* [Your task] Switch "virtual label" to "digital tag" in all of the records below and write them out again with nothing else changed, leaving out the pictures.

Start Data provided

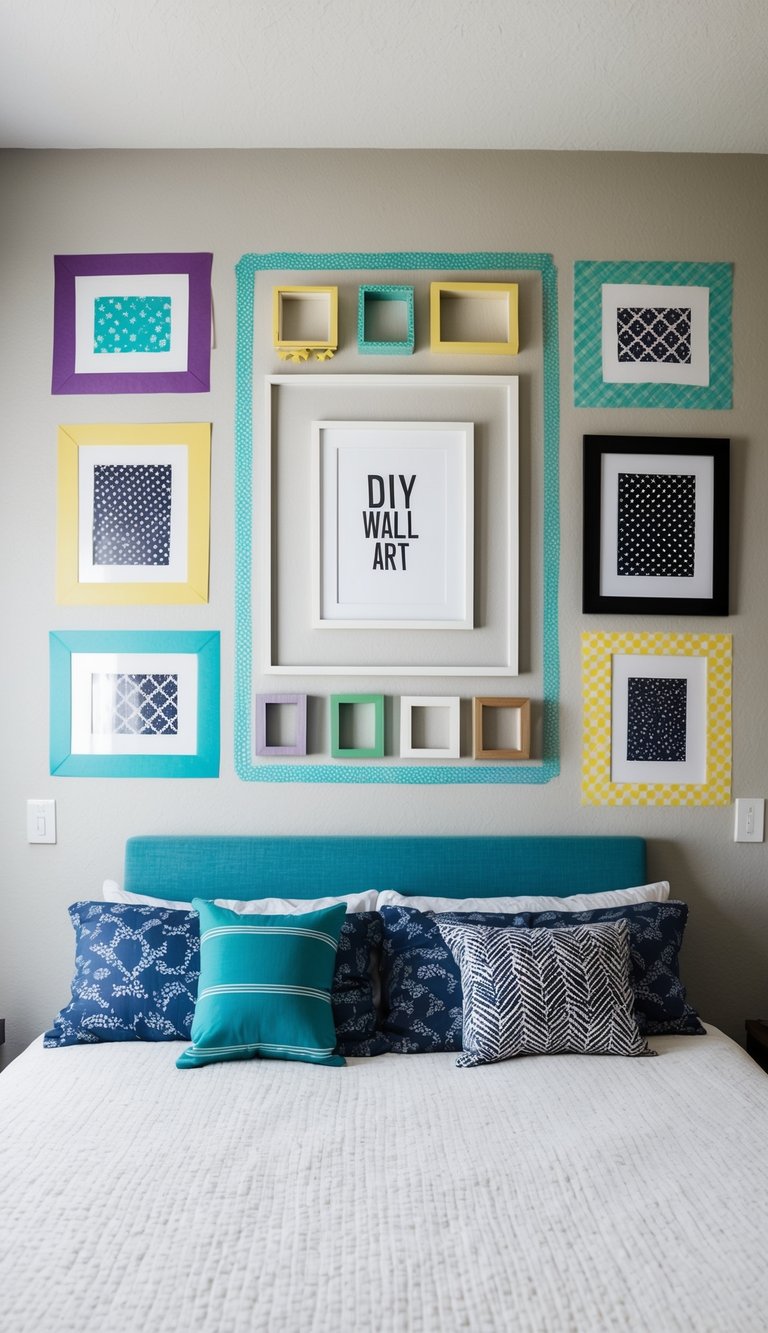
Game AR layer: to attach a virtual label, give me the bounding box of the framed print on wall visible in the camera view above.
[581,632,732,805]
[264,373,520,676]
[312,421,475,629]
[51,631,220,777]
[573,260,733,408]
[51,253,212,393]
[581,435,731,616]
[56,421,211,605]
[235,251,560,785]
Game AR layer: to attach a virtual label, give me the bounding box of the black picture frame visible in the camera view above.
[581,435,731,616]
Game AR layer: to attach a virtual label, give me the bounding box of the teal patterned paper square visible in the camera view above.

End Data provided

* [Response to the exercise]
Game AR layer: to attach a digital tag, give me the bounding box of the framed print on wall visible in the camera view above.
[581,632,732,805]
[264,373,520,676]
[312,421,475,629]
[51,631,220,777]
[573,260,733,408]
[51,253,212,393]
[581,435,731,616]
[56,421,211,605]
[235,251,560,785]
Game AR layer: to attach a digital tag, give me the bounding box of the black picture frame visible in the camera view above.
[581,435,731,616]
Game AR layer: to attach a digital tag, give me the bounding box of the teal patterned paper square visible in the camera view above.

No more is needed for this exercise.